Required task => Gather every line of the listing below that contains the string "civil" and reproduce each one. Case counts.

Source material =>
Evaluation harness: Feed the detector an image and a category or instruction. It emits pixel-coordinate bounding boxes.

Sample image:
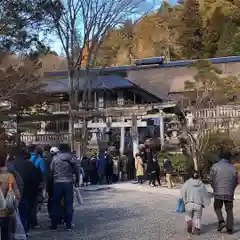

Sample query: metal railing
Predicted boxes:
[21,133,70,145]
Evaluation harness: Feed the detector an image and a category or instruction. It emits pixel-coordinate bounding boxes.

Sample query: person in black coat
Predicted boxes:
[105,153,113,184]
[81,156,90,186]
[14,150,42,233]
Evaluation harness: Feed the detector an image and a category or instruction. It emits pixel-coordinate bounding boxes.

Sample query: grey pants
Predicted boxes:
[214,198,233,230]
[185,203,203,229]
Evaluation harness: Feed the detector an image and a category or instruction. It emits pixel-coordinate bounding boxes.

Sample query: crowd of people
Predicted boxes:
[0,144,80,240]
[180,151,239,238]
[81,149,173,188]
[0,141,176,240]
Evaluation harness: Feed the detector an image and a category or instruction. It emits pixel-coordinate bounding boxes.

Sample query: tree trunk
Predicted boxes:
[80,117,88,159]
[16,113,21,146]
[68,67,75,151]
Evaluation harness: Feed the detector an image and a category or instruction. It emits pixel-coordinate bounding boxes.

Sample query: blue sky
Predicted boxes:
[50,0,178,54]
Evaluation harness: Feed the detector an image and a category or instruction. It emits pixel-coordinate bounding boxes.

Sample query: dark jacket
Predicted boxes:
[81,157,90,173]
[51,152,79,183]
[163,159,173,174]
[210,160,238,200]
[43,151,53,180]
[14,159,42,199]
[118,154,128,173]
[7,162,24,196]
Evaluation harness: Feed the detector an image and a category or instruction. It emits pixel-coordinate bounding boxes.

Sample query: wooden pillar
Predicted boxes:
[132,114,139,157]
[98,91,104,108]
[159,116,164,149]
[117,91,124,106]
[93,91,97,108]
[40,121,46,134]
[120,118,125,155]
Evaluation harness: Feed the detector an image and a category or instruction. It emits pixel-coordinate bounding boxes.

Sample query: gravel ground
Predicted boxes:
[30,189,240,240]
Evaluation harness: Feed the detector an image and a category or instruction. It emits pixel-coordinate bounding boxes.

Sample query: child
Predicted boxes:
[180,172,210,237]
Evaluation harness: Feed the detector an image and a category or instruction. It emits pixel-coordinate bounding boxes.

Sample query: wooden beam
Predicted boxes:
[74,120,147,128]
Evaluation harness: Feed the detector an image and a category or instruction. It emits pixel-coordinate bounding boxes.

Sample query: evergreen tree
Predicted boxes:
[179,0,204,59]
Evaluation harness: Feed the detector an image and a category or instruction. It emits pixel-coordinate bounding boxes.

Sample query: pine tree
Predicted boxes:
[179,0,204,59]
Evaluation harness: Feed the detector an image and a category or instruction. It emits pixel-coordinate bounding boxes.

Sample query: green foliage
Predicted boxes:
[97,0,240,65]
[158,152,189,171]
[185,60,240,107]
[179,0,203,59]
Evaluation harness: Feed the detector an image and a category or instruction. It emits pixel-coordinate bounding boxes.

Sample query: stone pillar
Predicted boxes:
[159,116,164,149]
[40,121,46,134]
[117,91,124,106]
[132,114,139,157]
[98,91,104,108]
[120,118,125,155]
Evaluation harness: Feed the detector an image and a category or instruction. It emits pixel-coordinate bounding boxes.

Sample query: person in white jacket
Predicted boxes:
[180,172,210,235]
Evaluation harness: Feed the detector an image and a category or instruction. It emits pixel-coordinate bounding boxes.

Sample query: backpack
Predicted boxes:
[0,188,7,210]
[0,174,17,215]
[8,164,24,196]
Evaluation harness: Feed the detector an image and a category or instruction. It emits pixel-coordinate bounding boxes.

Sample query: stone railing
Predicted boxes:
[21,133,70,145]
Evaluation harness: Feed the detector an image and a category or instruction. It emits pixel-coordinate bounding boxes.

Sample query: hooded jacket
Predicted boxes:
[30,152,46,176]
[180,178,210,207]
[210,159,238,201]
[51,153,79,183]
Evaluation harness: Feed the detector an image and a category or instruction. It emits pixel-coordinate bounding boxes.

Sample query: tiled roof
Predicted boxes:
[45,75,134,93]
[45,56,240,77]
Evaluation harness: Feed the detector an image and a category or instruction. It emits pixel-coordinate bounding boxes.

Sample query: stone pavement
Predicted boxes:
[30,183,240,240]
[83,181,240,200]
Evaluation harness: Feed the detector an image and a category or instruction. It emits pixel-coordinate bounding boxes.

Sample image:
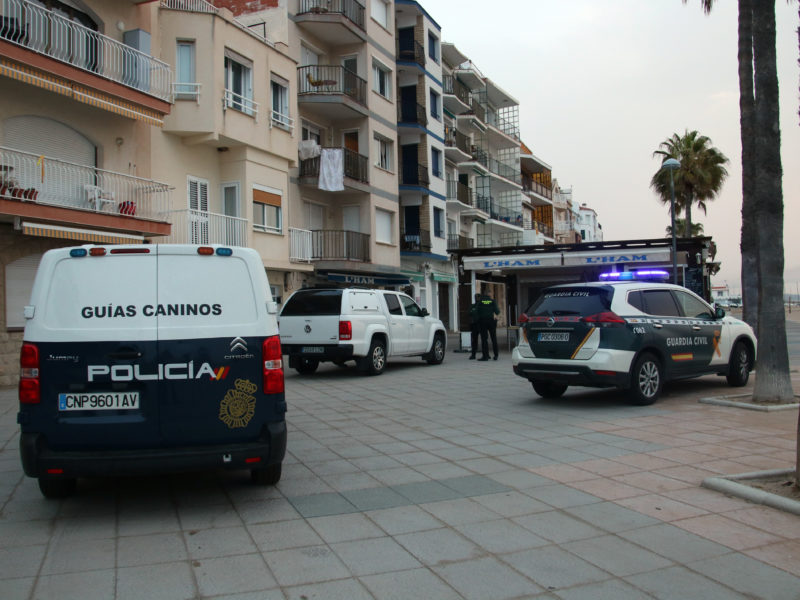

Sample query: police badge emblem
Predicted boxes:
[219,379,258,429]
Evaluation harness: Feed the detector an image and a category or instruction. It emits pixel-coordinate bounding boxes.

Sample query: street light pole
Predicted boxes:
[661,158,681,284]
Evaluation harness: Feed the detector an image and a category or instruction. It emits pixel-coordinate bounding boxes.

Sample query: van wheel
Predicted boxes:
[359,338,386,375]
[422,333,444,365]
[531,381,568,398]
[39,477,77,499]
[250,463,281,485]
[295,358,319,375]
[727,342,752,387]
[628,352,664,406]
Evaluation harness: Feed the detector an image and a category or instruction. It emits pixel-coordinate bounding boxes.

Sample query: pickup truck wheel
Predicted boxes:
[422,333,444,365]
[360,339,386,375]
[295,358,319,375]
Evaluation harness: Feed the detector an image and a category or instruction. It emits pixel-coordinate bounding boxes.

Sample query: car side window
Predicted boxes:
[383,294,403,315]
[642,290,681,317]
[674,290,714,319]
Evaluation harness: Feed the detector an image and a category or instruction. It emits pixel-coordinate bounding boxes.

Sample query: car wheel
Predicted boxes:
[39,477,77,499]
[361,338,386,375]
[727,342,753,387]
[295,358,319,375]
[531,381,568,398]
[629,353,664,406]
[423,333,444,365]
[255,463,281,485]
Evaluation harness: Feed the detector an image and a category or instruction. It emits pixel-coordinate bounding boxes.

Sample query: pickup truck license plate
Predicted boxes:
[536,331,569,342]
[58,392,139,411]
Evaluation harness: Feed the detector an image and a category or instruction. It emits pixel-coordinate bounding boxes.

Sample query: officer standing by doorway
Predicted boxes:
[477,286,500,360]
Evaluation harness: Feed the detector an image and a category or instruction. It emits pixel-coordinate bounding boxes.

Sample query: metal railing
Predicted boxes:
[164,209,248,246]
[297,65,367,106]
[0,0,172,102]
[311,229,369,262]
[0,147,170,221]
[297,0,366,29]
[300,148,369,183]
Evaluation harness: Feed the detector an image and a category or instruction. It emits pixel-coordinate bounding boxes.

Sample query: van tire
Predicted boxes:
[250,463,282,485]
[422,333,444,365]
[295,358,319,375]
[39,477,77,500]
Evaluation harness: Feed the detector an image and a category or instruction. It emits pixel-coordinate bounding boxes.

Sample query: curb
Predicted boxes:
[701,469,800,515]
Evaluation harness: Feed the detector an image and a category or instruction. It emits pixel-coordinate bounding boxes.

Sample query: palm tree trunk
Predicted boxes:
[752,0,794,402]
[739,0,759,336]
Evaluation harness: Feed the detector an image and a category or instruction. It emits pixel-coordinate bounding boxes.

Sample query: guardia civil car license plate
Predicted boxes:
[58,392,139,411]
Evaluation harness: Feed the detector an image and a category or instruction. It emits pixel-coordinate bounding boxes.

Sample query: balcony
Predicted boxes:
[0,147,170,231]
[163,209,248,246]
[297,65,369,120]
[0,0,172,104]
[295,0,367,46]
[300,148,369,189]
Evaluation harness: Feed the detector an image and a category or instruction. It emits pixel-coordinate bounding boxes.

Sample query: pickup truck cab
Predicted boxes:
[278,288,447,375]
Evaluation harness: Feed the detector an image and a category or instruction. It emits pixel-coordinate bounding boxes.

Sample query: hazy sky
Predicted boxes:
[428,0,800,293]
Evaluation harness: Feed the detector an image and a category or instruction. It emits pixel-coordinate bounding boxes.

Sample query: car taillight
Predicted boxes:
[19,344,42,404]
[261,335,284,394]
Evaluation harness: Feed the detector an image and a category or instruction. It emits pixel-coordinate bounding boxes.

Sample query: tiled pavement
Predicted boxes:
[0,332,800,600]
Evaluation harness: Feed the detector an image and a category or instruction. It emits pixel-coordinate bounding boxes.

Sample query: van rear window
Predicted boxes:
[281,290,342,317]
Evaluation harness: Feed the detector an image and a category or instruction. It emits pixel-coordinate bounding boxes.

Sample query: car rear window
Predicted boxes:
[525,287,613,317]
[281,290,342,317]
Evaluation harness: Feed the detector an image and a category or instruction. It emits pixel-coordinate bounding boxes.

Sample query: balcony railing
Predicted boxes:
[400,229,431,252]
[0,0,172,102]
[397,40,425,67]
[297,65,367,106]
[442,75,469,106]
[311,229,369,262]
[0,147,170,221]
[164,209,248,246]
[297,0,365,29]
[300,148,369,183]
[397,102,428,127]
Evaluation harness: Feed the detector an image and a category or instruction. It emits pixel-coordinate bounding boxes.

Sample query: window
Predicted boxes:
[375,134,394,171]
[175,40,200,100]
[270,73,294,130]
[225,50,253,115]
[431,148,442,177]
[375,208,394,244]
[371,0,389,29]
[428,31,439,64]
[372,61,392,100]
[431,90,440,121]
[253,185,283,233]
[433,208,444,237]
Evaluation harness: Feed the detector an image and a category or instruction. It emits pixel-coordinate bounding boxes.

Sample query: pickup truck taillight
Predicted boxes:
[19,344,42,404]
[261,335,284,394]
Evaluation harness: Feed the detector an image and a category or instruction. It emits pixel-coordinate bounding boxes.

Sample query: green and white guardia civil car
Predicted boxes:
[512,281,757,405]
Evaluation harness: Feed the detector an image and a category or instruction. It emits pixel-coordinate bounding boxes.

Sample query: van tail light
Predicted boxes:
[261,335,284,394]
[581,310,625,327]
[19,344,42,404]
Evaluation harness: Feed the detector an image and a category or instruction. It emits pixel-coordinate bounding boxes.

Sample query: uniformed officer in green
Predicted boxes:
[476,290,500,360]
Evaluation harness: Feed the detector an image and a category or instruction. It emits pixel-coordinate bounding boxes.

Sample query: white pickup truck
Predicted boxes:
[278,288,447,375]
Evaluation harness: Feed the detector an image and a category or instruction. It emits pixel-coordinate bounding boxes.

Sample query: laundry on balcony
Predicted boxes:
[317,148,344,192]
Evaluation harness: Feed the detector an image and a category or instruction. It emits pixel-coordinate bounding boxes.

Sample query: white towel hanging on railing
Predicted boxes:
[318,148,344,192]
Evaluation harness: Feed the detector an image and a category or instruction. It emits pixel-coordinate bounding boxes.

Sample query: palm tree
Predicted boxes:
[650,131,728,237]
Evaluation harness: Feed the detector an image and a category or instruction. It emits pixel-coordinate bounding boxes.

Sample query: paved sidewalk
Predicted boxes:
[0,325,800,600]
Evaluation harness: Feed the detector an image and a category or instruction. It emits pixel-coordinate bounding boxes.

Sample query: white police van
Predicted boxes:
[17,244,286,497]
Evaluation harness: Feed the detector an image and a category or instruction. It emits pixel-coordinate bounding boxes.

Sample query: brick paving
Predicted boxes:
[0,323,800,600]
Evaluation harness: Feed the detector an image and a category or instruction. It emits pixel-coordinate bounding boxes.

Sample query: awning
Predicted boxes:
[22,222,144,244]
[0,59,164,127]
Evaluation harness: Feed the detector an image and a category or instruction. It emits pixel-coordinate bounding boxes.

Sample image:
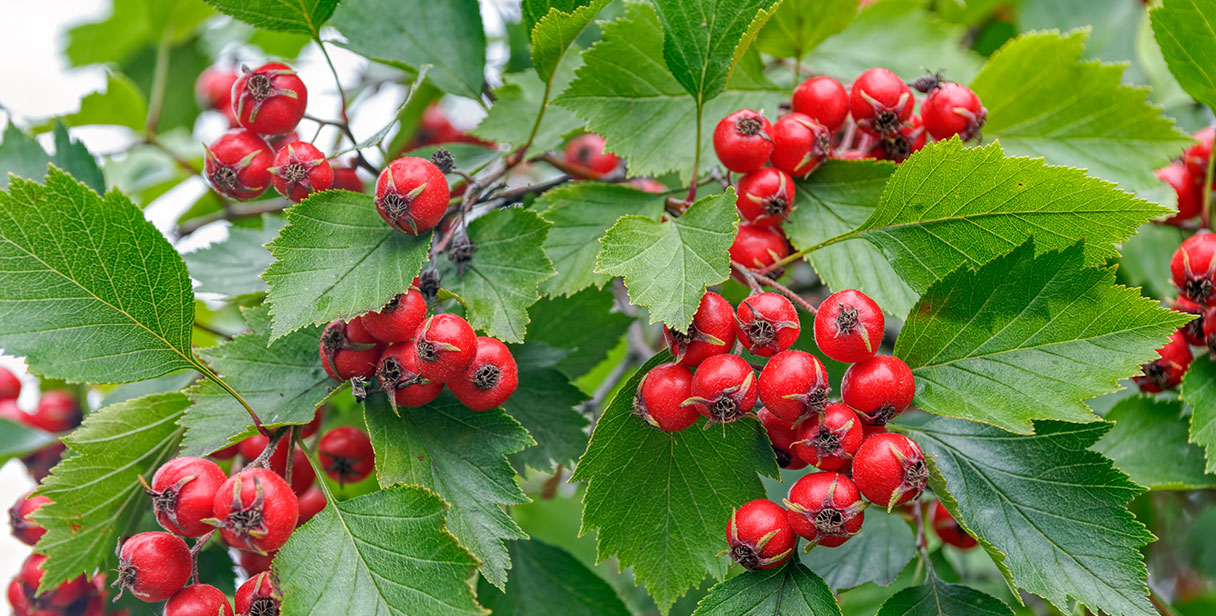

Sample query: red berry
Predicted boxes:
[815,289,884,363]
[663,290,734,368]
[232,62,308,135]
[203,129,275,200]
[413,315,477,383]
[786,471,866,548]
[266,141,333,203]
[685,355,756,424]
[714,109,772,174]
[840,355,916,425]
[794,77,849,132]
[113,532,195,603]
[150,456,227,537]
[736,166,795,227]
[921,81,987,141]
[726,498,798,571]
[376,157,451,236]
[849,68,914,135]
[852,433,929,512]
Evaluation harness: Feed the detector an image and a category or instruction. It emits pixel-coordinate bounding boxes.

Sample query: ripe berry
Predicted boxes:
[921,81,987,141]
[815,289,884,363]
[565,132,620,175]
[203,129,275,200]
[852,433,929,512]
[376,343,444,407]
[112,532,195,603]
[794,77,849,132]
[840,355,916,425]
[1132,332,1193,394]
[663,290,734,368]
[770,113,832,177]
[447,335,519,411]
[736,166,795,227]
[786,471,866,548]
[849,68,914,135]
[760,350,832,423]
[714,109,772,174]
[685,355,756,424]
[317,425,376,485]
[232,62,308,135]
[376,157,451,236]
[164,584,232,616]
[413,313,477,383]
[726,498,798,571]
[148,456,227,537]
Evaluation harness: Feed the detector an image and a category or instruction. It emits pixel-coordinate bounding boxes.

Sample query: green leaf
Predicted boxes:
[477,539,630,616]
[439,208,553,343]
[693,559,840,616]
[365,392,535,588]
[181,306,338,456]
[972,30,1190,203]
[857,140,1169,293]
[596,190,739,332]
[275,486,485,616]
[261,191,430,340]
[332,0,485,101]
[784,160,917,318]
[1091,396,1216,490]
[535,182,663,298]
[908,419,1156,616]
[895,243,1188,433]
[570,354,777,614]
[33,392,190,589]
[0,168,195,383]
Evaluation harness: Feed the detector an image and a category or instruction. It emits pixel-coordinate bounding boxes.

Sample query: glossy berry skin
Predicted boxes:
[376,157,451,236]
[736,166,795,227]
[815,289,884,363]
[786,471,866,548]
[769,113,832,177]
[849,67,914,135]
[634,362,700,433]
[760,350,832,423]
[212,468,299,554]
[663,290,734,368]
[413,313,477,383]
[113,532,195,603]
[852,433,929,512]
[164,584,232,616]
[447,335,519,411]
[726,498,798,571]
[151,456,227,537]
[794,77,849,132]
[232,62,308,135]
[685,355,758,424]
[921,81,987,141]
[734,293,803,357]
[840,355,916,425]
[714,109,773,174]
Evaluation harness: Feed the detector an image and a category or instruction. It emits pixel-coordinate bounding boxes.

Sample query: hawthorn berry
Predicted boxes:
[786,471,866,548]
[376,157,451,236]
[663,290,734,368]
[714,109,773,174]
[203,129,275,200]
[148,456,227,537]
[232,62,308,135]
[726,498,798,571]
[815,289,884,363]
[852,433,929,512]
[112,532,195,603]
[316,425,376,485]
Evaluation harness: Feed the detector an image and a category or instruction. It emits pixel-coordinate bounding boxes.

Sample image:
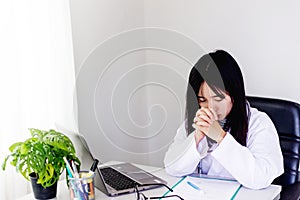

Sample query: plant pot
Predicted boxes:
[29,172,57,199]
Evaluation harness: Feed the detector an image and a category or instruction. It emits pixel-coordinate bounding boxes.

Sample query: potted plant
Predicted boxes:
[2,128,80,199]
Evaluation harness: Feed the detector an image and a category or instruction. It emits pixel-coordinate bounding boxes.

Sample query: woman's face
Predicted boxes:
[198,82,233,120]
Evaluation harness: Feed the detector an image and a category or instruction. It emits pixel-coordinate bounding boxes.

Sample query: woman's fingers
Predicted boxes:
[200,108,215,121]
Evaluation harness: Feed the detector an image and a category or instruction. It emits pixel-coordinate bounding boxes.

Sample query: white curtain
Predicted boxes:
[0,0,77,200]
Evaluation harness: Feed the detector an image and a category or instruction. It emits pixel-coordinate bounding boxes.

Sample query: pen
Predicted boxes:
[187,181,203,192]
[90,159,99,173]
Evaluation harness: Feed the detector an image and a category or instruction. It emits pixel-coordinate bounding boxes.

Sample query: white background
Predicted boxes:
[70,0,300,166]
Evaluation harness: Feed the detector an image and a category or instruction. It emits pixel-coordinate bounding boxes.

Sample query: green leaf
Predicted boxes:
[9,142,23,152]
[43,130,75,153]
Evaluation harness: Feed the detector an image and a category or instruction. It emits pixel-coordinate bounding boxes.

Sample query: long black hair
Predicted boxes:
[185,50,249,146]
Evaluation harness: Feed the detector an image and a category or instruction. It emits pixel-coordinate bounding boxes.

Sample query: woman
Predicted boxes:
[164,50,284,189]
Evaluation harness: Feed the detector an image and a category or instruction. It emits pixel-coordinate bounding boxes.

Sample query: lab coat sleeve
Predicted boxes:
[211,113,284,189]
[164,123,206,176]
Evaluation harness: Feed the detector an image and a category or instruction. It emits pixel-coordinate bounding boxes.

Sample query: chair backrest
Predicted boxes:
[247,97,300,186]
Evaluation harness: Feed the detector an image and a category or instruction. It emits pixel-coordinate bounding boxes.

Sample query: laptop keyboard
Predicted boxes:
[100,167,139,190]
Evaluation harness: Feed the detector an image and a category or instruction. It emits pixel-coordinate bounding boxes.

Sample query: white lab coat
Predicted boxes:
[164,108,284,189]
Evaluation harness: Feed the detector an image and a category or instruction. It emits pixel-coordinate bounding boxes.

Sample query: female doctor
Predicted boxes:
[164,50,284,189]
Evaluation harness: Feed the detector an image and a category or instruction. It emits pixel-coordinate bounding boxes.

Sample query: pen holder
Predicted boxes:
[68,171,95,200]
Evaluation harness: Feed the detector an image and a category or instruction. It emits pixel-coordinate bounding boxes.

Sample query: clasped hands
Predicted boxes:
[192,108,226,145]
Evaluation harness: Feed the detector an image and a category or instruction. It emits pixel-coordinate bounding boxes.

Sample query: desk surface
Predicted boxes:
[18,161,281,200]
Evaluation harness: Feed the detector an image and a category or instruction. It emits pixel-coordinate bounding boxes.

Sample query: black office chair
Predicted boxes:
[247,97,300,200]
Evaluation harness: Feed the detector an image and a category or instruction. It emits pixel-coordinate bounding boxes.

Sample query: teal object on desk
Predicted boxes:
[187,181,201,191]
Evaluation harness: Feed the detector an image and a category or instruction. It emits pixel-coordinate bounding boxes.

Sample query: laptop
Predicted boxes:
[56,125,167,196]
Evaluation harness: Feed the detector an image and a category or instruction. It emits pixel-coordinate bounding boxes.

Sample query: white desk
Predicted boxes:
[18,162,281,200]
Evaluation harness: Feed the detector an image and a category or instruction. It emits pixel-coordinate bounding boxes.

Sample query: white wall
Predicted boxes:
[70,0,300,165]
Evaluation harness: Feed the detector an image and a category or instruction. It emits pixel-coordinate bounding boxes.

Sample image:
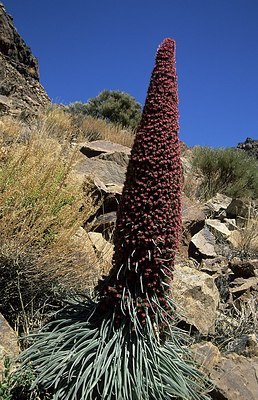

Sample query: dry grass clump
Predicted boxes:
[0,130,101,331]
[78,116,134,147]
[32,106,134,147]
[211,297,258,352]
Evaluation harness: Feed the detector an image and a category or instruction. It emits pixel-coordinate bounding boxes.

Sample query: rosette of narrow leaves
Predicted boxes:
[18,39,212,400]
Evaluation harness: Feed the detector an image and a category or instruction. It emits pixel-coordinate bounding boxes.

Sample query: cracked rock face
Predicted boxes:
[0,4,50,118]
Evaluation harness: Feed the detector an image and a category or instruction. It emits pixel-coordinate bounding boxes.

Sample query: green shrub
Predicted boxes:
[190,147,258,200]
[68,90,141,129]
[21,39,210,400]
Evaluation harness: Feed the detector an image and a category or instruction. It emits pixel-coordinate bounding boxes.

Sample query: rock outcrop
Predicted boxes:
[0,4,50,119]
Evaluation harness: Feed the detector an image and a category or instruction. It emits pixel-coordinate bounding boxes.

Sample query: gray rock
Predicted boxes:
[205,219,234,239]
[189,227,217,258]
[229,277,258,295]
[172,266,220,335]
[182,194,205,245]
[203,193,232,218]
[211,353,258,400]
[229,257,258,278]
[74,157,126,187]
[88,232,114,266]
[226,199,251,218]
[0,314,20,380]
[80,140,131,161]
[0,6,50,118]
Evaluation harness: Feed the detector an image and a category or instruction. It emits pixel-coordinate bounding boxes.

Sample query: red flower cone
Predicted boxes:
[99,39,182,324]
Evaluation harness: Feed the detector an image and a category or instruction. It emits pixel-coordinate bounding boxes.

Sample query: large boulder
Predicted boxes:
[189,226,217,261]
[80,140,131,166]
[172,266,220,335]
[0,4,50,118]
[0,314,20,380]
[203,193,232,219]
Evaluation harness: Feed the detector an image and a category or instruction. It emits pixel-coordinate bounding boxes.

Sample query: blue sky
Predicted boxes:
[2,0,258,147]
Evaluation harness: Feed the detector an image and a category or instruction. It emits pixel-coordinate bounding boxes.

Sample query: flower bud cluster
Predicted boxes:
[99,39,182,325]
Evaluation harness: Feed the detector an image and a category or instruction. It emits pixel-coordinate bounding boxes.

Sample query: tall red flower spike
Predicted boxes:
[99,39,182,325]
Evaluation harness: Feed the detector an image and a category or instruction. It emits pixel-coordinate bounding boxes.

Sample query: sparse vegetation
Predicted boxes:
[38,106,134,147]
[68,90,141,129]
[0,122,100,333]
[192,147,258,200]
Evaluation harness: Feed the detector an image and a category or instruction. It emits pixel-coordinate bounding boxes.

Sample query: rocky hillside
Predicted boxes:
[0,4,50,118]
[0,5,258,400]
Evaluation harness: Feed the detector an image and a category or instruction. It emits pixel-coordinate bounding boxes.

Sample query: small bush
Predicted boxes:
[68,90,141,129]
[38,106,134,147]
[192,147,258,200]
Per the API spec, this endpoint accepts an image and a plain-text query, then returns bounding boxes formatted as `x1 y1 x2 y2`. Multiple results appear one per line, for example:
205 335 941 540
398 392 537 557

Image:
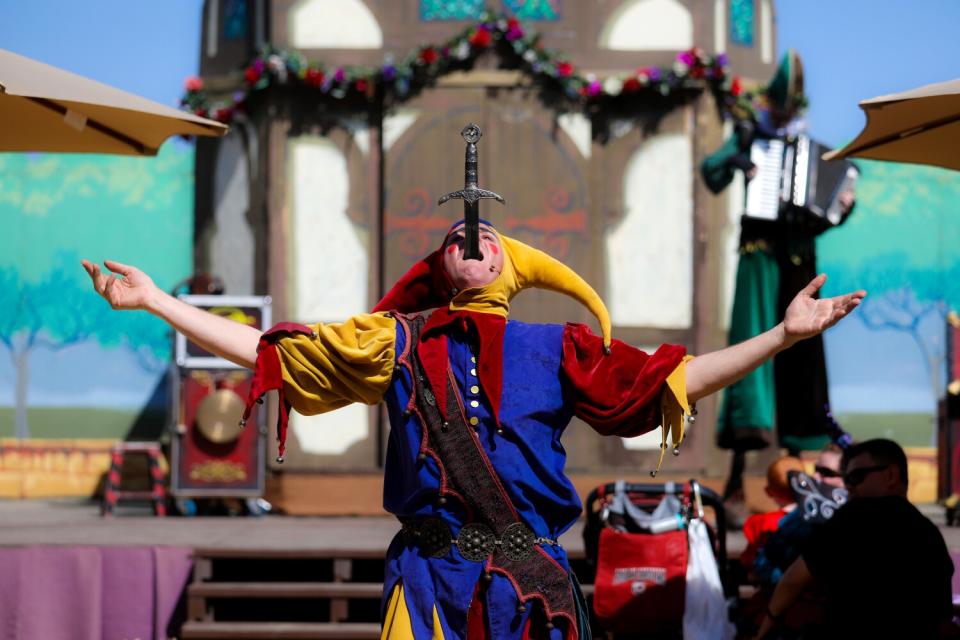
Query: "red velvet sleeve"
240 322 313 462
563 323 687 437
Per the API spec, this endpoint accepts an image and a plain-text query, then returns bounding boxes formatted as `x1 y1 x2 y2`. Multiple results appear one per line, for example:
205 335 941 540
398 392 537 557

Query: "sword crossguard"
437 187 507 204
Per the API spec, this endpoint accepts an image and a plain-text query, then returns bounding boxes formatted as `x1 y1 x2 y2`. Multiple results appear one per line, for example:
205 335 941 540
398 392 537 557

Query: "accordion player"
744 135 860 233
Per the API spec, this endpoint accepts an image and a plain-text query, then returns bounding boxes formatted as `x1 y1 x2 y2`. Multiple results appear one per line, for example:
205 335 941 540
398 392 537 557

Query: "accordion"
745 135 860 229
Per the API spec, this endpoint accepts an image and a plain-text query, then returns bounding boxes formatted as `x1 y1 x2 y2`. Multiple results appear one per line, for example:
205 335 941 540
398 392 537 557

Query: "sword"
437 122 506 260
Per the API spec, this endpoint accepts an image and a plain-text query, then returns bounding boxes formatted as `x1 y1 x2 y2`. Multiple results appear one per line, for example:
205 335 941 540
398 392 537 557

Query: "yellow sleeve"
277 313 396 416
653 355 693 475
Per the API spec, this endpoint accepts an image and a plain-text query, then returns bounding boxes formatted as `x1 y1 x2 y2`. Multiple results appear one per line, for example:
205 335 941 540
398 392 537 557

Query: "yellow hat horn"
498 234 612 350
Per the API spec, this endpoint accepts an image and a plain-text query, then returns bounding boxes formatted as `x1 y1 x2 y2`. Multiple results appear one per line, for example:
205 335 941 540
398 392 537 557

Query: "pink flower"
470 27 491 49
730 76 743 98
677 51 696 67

Response below =>
Sample query: guardia civil car license plate
Sample query: green and white guardia civil car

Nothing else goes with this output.